_Page text_:

Estate of Ruth J. Casey, Deceased, First Interstate Bank of Nevada, Special Administrator v. Commissioner., United States Tax Court - Memorandum Decision, T.C. Memo. 1996-156, Docket No. 19512-94., Filed March 27, 1996
Estate of Ruth J. Casey, Deceased, First Interstate Bank of Nevada, Special Administrator v. Commissioner.
United States Tax Court - Memorandum Decision
T.C. Memo. 1996-156
Docket No. 19512-94.
Filed March 27, 1996.
Casey W. Vlautin, Reno, Nev., for the petitioner. Paul L. Dixon, for the respondent.
MEMORANDUM FINDINGS OF FACT AND OPINION
GERBER, Judge: Respondent determined a $716,355 deficiency in petitioner's Federal estate tax. The parties have agreed to the fair market value of certain property included in the estate before the application of any discount, but they disagree about the amount of any such discount.
FINDINGS OF FACT 1
1 The parties' stipulation of facts and exhibits is incorporated by this reference.
Ruth J. Casey, decedent, was domiciled in California at the time of her death, May 2, 1990. Decedent was employed as a nurse by George Whittell (Whittell). Whittell died in 1969 leaving, among other things, a residence, along with the 50 acres of land on which it was situated (Residence), in trust for his wife for her life and then to decedent for her life, with a remainder to various charities. Whittell funded a trust (Maintenance Trust) with $1 million to maintain Residence. Whittell also created a trust for the support of decedent during her life (Support Trust).
Whittell's wife died in 1979, and decedent occupied Residence from that time forward. By the mid-1980's, Maintenance Trust was approaching depletion and contained less than $150,000, an amount which was anticipated to be insufficient to maintain Residence for decedent's remaining life expectancy. Residence was appraised at market values of $3,740,000 and $5,400,000 during 1985 and 1986, respectively. A disagreement concerning the maintenance of Residence arose between decedent and the charitable remaindermen. The remaindermen asserted that it was decedent's obligation to maintain Residence and pay the taxes in the event the Maintenance Trust was insufficient. Decedent asserted that, if the Maintenance Trust was insufficient, she would seek partition of her interest from that of the charitable remaindermen.
The dispute was settled during August 1987, and the parties agreed to the following: (1) The Support Trust would be terminated with its assets divided, 55 percent for decedent and 45 percent for the charitable remaindermen, and (2) the assets remaining in the Maintenance Trust (including Residence, its furnishings, and cash) would be distributed to a liquidating trust (Liquidating Trust). The Liquidating Trust was chosen in order to provide centralized management and to assist in representing the multiplicity of interests in selling the property. The Liquidating Trust was to terminate by approximately August 1990. The Liquidating Trust continued beyond its prescribed termination date due to controversy over the trustee's fees. Decedent had a 50-percent interest in the Liquidating Trust, and seven charitable organizations had varying percentage shares in the remaining 50 percent.

_Source excerpt_:
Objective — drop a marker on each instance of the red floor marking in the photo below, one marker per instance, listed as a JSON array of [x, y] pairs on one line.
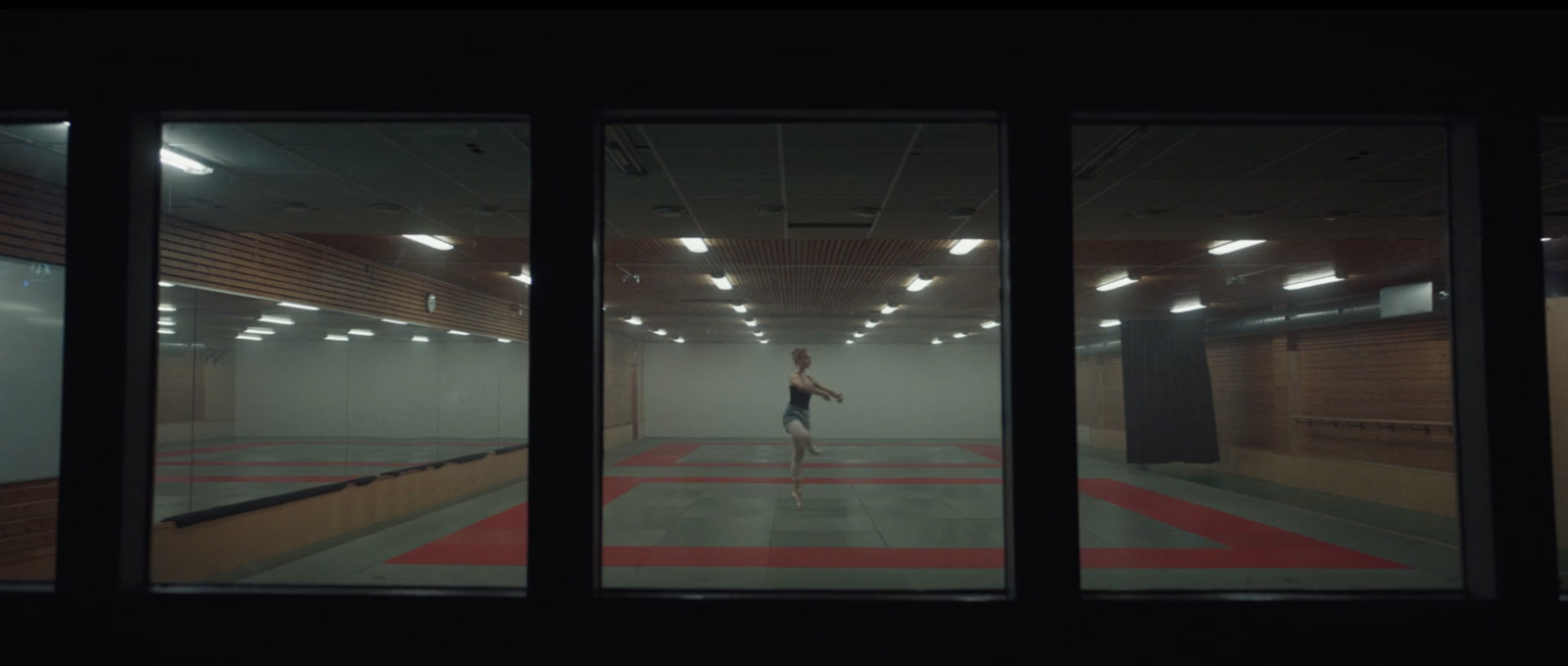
[[204, 478], [670, 454], [237, 447], [286, 464], [502, 541]]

_Work instructions_: In the tax court decision, what share of the Support Trust's assets went to the decedent under the August 1987 settlement? This material was drawn from a different source than the tax court decision.

_Answer for this exercise_: 55 percent